Dataset records >>
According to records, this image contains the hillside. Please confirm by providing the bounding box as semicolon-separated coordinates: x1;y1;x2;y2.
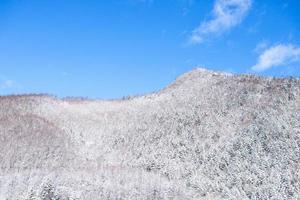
0;68;300;199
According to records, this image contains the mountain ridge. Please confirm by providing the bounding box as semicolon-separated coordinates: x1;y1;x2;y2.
0;68;300;199
1;67;299;102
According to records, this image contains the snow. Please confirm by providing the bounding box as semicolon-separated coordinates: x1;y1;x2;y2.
0;68;299;199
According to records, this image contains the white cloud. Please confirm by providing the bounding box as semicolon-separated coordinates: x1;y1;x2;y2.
251;44;300;72
254;40;268;53
0;78;21;90
135;0;154;4
61;71;71;77
189;0;252;44
1;80;15;89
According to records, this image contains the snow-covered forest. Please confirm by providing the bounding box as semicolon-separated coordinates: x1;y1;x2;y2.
0;68;300;199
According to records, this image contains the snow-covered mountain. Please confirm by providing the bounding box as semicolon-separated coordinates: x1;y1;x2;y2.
1;68;299;199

Work request >> Word for word, write out each line of the records, but leave the pictures behind.

Result below >>
According to records, this image contains the hillside. Please confirm by providing the bounding box as semicolon-separated coordinates: x1;y1;x2;y2.
0;68;300;199
According to records, this image contains the mountain ridge. Please confirm by providing the bounding box as semicolon-separated coordinates: x1;y1;x2;y2.
0;68;300;199
1;67;299;102
According to records, this image contains the snow. Please confirm by providing the bounding box as semicolon-separated coordinates: x1;y1;x2;y2.
0;68;299;199
According to records, this image contains the white cloud. Please confirm by providing the bounding box as semicolon-separated coordinates: x1;y1;x2;y2.
251;44;300;72
254;40;268;53
0;78;21;90
135;0;154;4
61;71;71;77
189;0;252;44
1;80;15;89
According to records, this image contains the snow-covered forest. Please confirm by providing the bounding box as semicolon-separated coordinates: x1;y1;x2;y2.
0;68;300;199
According to records, this image contains the snow-covered mountain. Please confirm by providing the bounding box as semicolon-separated coordinates: x1;y1;x2;y2.
1;68;299;199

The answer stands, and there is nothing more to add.